▶ **Task statement**: Continue the article on Jena Griswold given below, starting after its final sentence.

▶ **Quoted passage**:

39th Secretary of State of Colorado
- Incumbent
- Assumed office January 8, 2019
- Governor: Jared Polis
- Preceded by: Wayne Williams

Personal details
- Born: October 2, 1984 (age 41) Toledo, Ohio, U.S.
- Party: Democratic
- Education: Whitman College (BA) University of Pennsylvania (JD)

= Jena Griswold =

American attorney and politician (born 1984)

Jena Marie Griswold (born October 2, 1984) is an American attorney and politician from the state of Colorado. A Democrat, she is the 39th Colorado Secretary of State, serving since January 8, 2019.

She is the first Democrat to be elected Secretary of State of Colorado since 1958.

Griswold is the Democratic nominee for attorney general of Colorado in the 2026 election.

== Early life and career ==
Griswold was born in a Jewish family in Toledo, Ohio, and moved to Estes Park, Colorado, at the age of 10. She graduated from Estes Park High School in 2002. She graduated from Whitman College, magna cum laude, with a Bachelor of Arts in politics and Spanish literature in 2006. She graduated from the University of Pennsylvania Law School with a Juris Doctor in 2011. In 2006, Griswold was awarded the Watson Foundation Fellowship, and in 2009, the Penn Law International Human Rights Fellowship.

Griswold moved to Washington, D.C. in 2011, and worked for President Barack Obama's 2012 campaign as a voter protection attorney. In June 2013, Governor John Hickenlooper appointed Griswold as Director of Special Projects in the Office of the Governor, serving as his lobbyist in Washington, D.C. She served in that role until August 2015, after which she worked at the Colorado Department of Health Care Policy and Financing as a Temporary Aide until leaving government employment in May 2016.

== Secretary of State of Colorado ==
In the 2018 general election, Griswold ran for Secretary of State of Colorado. She defeated the incumbent Republican Wayne Williams in the November 6 general election to become the first elected Democratic Secretary of State in Colorado since 1963 and the first woman from the Democratic Party to ever hold the office.

Griswold has prioritized campaign finance reform and increasing voter registration. She filed suit to prevent Tina Peters from being able to oversee elections in Mesa County in 2021 and 2022 due to her attempt to interfere in the 2020 U.S. presidential election.

Griswold won a second term in the 2022 election, defeating Republican Pam Anderson, a former county clerk and recorder from Jefferson County, with 55 percent of the vote.

On September 6, 2023, six voters filed a lawsuit in Colorado state district court seeking to prevent Trump from appearing on the state's Republican presidential primary due to his role in the January 6 United States Capitol attack, naming Griswold as the respondent in her official capacity as Colorado Secretary of State. Judge Sarah B. Wallace ruled that Griswold must keep Trump on the ballot but stated that Trump engaged in insurrection by standard of preponderance of the evidence, the first time a judge has explicitly stated Trump incited the January 6 Capitol attack, The plaintiffs appealed the ruling and the Colorado Supreme Court ruled in a 4–3 per curiam decision that Trump is disqualified from the primary ballot, reversing the district court's ruling. The Supreme Court of the United States later ruled that individual states cannot prevent a candidate from appearing on a presidential ballot.

▶ **Supplied records**:
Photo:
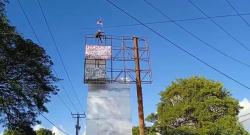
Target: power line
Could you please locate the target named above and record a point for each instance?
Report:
(35, 34)
(67, 95)
(54, 124)
(197, 37)
(219, 26)
(60, 98)
(177, 20)
(244, 120)
(177, 46)
(29, 22)
(236, 11)
(58, 52)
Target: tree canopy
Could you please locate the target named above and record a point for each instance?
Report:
(26, 79)
(197, 106)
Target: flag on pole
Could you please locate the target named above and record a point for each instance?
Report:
(99, 22)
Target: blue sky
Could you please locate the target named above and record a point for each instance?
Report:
(71, 20)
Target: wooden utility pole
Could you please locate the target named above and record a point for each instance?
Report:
(78, 116)
(139, 86)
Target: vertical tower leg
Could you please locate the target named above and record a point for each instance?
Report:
(139, 86)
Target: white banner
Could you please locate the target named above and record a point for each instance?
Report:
(98, 52)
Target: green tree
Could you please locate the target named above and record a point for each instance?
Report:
(26, 79)
(43, 131)
(197, 106)
(148, 131)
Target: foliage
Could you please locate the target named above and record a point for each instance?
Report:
(43, 131)
(26, 79)
(148, 131)
(20, 132)
(197, 106)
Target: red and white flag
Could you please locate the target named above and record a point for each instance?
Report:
(99, 22)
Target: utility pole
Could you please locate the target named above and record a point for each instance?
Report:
(139, 86)
(78, 117)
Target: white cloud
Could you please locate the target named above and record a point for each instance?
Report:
(56, 131)
(36, 127)
(245, 103)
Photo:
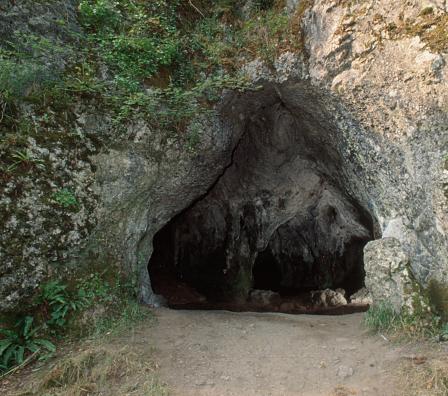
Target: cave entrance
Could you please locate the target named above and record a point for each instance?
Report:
(278, 225)
(266, 273)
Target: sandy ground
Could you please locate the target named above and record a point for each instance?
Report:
(225, 353)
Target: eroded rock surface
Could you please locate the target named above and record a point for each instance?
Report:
(343, 143)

▶ **Exercise result**:
On April 4, 2024, a resolution proposed by Republicans to impeach Griswold was introduced to the Colorado House of Representatives. The impeachment articles cited Griswold's comments about Donald Trump leading up to the Supreme Court hearing of Trump v. Anderson, and the incorrect claim that Trump was not on the ballot for the Colorado presidential primary. On April 9, 2024, the impeachment articles failed in the House Judicial Committee.

== Other political ventures ==
In 2019, it was reported that Griswold was considering a bid for United States Senate in the 2020 election against Republican incumbent Cory Gardner. She launched an exploratory committee for the position in July 2019. Griswold ultimately declined to run.

From 2019 to 2025, Jena Griswold chaired the Democratic Association of Secretaries of State. The group notably helped bolster Democratic Secretary of State candidates in battleground states in 2022 in a successful attempt to defeat Republicans that were election deniers. She was succeeded in 2025 by Cisco Aguilar.

== 2026 Colorado Attorney General campaign ==

Griswold is term-limited from running for re-election as secretary of state in 2026. On April 7, 2025, she announced that she would run for Colorado Attorney General in 2026, seeking to succeed Phil Weiser, who is also term-limited.

== Personal life ==
Griswold is Jewish. Griswold married Mohamed Enab in May 2014. In May 2024, she married her fiancé, Mario Cañedo. Griswold and Cañedo have one son, who was born in August 2024. Griswold lives in Louisville, Colorado.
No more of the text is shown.